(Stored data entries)
================

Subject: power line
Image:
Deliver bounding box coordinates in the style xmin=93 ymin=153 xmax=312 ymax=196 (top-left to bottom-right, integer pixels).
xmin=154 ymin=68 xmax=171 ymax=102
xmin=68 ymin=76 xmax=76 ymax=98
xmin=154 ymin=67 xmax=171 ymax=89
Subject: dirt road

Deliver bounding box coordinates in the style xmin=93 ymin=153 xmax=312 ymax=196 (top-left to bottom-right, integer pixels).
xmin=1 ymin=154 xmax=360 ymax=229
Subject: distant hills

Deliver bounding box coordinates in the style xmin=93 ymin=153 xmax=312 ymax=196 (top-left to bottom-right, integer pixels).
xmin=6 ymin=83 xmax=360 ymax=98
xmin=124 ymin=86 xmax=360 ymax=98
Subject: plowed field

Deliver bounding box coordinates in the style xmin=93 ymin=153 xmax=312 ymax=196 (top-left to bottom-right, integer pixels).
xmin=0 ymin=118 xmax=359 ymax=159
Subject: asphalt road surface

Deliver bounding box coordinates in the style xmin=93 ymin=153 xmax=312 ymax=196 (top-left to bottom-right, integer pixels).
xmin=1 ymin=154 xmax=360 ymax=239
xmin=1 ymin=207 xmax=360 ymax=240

================

▶ _ASSIGNMENT_
Look through the data above and report every line in which "road" appears.

▶ _TASK RESPONSE_
Subject: dirt road
Subject: asphalt road surface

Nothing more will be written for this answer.